*Exercise*
Reproduce the entries beneath exactly, without their images.

*The data*
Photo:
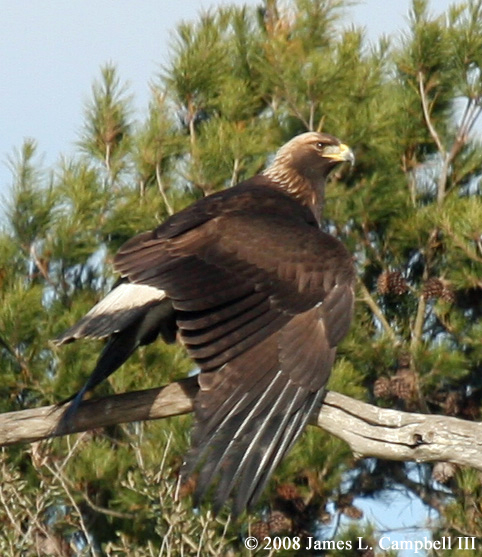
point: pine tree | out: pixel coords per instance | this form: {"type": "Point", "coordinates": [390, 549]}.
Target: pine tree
{"type": "Point", "coordinates": [240, 82]}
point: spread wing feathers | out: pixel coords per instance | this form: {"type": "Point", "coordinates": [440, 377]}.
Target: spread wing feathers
{"type": "Point", "coordinates": [286, 374]}
{"type": "Point", "coordinates": [124, 304]}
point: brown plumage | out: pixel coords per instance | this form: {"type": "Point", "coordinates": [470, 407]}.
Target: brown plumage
{"type": "Point", "coordinates": [261, 297]}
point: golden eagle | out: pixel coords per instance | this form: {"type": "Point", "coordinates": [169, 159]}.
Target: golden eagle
{"type": "Point", "coordinates": [260, 297]}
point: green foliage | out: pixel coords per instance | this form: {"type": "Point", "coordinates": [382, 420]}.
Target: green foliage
{"type": "Point", "coordinates": [238, 84]}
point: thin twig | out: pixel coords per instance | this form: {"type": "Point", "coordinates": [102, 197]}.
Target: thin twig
{"type": "Point", "coordinates": [368, 299]}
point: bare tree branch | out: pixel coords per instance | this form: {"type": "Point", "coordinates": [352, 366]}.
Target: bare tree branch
{"type": "Point", "coordinates": [368, 430]}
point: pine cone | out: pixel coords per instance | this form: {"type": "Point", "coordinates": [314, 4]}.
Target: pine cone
{"type": "Point", "coordinates": [452, 404]}
{"type": "Point", "coordinates": [392, 282]}
{"type": "Point", "coordinates": [443, 471]}
{"type": "Point", "coordinates": [278, 522]}
{"type": "Point", "coordinates": [404, 384]}
{"type": "Point", "coordinates": [448, 294]}
{"type": "Point", "coordinates": [432, 288]}
{"type": "Point", "coordinates": [288, 491]}
{"type": "Point", "coordinates": [382, 387]}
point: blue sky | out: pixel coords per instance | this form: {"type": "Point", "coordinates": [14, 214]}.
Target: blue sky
{"type": "Point", "coordinates": [50, 53]}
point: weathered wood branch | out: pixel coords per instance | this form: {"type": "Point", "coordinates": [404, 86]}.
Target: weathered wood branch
{"type": "Point", "coordinates": [368, 430]}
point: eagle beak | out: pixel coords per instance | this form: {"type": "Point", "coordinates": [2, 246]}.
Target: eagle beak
{"type": "Point", "coordinates": [339, 153]}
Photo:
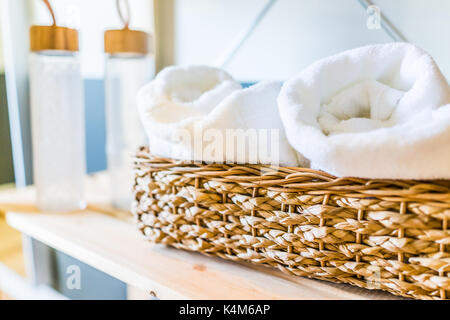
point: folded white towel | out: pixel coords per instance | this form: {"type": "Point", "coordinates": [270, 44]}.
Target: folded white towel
{"type": "Point", "coordinates": [380, 111]}
{"type": "Point", "coordinates": [201, 113]}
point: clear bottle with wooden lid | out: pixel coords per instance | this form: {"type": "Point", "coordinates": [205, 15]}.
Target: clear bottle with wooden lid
{"type": "Point", "coordinates": [129, 65]}
{"type": "Point", "coordinates": [57, 118]}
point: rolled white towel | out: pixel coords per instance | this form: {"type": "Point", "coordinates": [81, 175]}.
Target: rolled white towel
{"type": "Point", "coordinates": [201, 113]}
{"type": "Point", "coordinates": [380, 111]}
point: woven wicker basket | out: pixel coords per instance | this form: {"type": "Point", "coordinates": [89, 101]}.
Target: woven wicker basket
{"type": "Point", "coordinates": [385, 234]}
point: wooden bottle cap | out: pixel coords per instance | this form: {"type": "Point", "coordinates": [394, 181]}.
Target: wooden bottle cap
{"type": "Point", "coordinates": [53, 38]}
{"type": "Point", "coordinates": [126, 41]}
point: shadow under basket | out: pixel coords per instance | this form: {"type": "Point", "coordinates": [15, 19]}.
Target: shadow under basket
{"type": "Point", "coordinates": [378, 234]}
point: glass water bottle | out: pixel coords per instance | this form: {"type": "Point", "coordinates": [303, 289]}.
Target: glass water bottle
{"type": "Point", "coordinates": [129, 65]}
{"type": "Point", "coordinates": [57, 118]}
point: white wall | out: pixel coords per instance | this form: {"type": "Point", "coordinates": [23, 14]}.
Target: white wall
{"type": "Point", "coordinates": [92, 18]}
{"type": "Point", "coordinates": [297, 32]}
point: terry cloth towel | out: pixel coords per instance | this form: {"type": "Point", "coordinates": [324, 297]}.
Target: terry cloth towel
{"type": "Point", "coordinates": [200, 113]}
{"type": "Point", "coordinates": [380, 111]}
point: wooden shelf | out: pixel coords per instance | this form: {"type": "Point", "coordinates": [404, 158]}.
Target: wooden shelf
{"type": "Point", "coordinates": [97, 237]}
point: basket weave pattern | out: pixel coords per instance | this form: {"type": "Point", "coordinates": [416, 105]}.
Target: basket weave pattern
{"type": "Point", "coordinates": [385, 234]}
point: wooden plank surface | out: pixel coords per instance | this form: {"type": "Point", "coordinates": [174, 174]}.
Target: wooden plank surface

*Response to the exercise*
Photo:
point: pine tree | out: pixel coords per instance | this form: {"type": "Point", "coordinates": [390, 549]}.
Target: pine tree
{"type": "Point", "coordinates": [240, 82]}
point: spread wing feathers | out: pixel coords per instance | this form: {"type": "Point", "coordinates": [440, 377]}.
Target: spread wing feathers
{"type": "Point", "coordinates": [286, 374]}
{"type": "Point", "coordinates": [124, 304]}
point: brown plumage | out: pixel coords per instance | this form: {"type": "Point", "coordinates": [470, 407]}.
Target: brown plumage
{"type": "Point", "coordinates": [261, 297]}
point: golden eagle | out: pixel coords per instance | this form: {"type": "Point", "coordinates": [169, 159]}.
Target: golden eagle
{"type": "Point", "coordinates": [260, 297]}
point: green foliage | out: pixel coords per instance | this form: {"type": "Point", "coordinates": [382, 420]}.
Target: green foliage
{"type": "Point", "coordinates": [238, 84]}
point: thin twig | out: pixel coords per instance | this form: {"type": "Point", "coordinates": [102, 197]}.
Target: thin twig
{"type": "Point", "coordinates": [368, 299]}
point: bare tree branch | out: pixel coords per instance | this form: {"type": "Point", "coordinates": [352, 366]}.
Target: bare tree branch
{"type": "Point", "coordinates": [368, 430]}
point: pine cone | out: pixel coords per instance | this form: {"type": "Point", "coordinates": [314, 4]}.
Target: pine cone
{"type": "Point", "coordinates": [452, 404]}
{"type": "Point", "coordinates": [392, 282]}
{"type": "Point", "coordinates": [443, 471]}
{"type": "Point", "coordinates": [278, 522]}
{"type": "Point", "coordinates": [404, 384]}
{"type": "Point", "coordinates": [448, 294]}
{"type": "Point", "coordinates": [432, 288]}
{"type": "Point", "coordinates": [288, 491]}
{"type": "Point", "coordinates": [382, 387]}
point: blue sky | out: pixel coords per instance | this form: {"type": "Point", "coordinates": [14, 214]}.
Target: blue sky
{"type": "Point", "coordinates": [50, 53]}
point: weathered wood branch | out: pixel coords per instance | this form: {"type": "Point", "coordinates": [404, 86]}.
Target: weathered wood branch
{"type": "Point", "coordinates": [368, 430]}
point: eagle beak | out: pixel coords per instance | this form: {"type": "Point", "coordinates": [2, 246]}.
Target: eagle beak
{"type": "Point", "coordinates": [339, 153]}
Photo:
point: folded white towel | out: pixel coords per instance | this form: {"type": "Point", "coordinates": [270, 44]}.
Target: folded white towel
{"type": "Point", "coordinates": [380, 111]}
{"type": "Point", "coordinates": [201, 113]}
point: clear bottle with wooden lid | out: pixel coords per instance | this form: {"type": "Point", "coordinates": [205, 15]}.
Target: clear bottle with wooden lid
{"type": "Point", "coordinates": [129, 65]}
{"type": "Point", "coordinates": [57, 118]}
point: rolled white towel | out: pixel coords per instance | this form: {"type": "Point", "coordinates": [81, 175]}.
Target: rolled white towel
{"type": "Point", "coordinates": [201, 113]}
{"type": "Point", "coordinates": [380, 111]}
point: woven wicker basket | out: pixel coords per instance | this form: {"type": "Point", "coordinates": [89, 101]}.
Target: woven wicker basket
{"type": "Point", "coordinates": [385, 234]}
point: wooden bottle cap | out: pixel coords per instance | this form: {"type": "Point", "coordinates": [394, 181]}.
Target: wooden bottle cap
{"type": "Point", "coordinates": [53, 38]}
{"type": "Point", "coordinates": [126, 41]}
point: shadow under basket | out: pixel coords per instance | this form: {"type": "Point", "coordinates": [15, 19]}.
Target: shadow under basket
{"type": "Point", "coordinates": [378, 234]}
point: glass water bottle | out: pixel coords per instance | this form: {"type": "Point", "coordinates": [303, 289]}.
Target: glass water bottle
{"type": "Point", "coordinates": [129, 65]}
{"type": "Point", "coordinates": [57, 118]}
point: white wall | out: pixel coords per instance | this form: {"type": "Point", "coordinates": [23, 14]}.
Target: white wall
{"type": "Point", "coordinates": [92, 18]}
{"type": "Point", "coordinates": [297, 32]}
point: terry cloth towel | out: pixel coords per instance | this form: {"type": "Point", "coordinates": [324, 297]}.
Target: terry cloth towel
{"type": "Point", "coordinates": [200, 113]}
{"type": "Point", "coordinates": [380, 111]}
point: wooden shelf | out: pixel coords per instance | this form: {"type": "Point", "coordinates": [404, 158]}.
Target: wooden shelf
{"type": "Point", "coordinates": [97, 237]}
point: basket weave pattern | out: pixel coords per instance | this form: {"type": "Point", "coordinates": [416, 105]}.
Target: basket weave pattern
{"type": "Point", "coordinates": [385, 234]}
point: wooden plank surface | out: pixel coords per instance | this form: {"type": "Point", "coordinates": [174, 174]}.
Target: wooden plank surface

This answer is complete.